• **Requirement**: Copy the data from the line with "--target dark jeans" through the end, replacing "outline" with "shape" and leaving everything else unchanged.

☆ ☆ ☆

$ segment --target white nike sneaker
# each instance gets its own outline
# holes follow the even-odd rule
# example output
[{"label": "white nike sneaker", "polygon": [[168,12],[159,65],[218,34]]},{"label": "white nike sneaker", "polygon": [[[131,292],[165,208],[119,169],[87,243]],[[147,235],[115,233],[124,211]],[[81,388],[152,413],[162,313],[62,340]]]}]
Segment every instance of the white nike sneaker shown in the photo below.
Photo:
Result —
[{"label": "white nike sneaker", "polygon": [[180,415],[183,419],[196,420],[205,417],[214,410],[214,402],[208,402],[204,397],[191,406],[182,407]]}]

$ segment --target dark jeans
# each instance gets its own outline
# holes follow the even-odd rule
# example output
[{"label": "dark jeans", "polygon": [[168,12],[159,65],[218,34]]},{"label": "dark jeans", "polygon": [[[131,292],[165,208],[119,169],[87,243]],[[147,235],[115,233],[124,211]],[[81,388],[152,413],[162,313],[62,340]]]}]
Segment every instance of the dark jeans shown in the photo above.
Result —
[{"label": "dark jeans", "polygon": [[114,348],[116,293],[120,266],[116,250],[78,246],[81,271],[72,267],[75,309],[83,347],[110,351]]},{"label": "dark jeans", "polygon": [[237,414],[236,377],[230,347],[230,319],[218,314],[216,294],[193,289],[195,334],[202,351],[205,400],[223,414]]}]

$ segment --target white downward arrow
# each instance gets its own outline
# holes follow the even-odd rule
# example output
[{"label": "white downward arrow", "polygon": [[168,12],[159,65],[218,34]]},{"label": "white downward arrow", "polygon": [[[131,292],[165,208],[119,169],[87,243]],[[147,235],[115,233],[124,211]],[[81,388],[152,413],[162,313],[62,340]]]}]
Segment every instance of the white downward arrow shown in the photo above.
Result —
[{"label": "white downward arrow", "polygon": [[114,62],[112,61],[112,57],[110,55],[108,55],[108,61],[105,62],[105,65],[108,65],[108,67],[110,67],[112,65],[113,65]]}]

☆ ☆ ☆

• **Solution to this problem**:
$ segment --target dark jeans
# each instance gets its own shape
# holes follow the even-odd rule
# example output
[{"label": "dark jeans", "polygon": [[168,12],[159,65],[218,34]]},{"label": "dark jeans", "polygon": [[[131,292],[165,208],[119,169],[87,243]],[[147,235],[115,233],[124,211]],[[81,388],[152,413],[162,313],[62,340]]]}]
Segment every instance of the dark jeans shown in the photo above.
Result —
[{"label": "dark jeans", "polygon": [[114,348],[116,293],[120,266],[116,250],[78,246],[81,271],[72,267],[75,309],[83,347],[110,351]]},{"label": "dark jeans", "polygon": [[237,414],[236,377],[230,347],[230,319],[218,314],[216,294],[193,289],[195,334],[202,351],[205,400],[223,414]]}]

$ segment --target white downward arrow
# each instance gets its own shape
# holes follow the even-odd rule
# example output
[{"label": "white downward arrow", "polygon": [[168,12],[159,65],[218,34]]},{"label": "white downward arrow", "polygon": [[[131,292],[165,208],[119,169],[87,243]],[[147,235],[115,233],[124,211]],[[81,388],[152,413],[162,313],[62,340]]]}]
Segment every instance of the white downward arrow shown in the photo above.
Result —
[{"label": "white downward arrow", "polygon": [[114,62],[112,61],[112,57],[110,55],[108,55],[108,61],[105,62],[105,65],[108,65],[108,67],[110,67],[112,65],[113,65]]}]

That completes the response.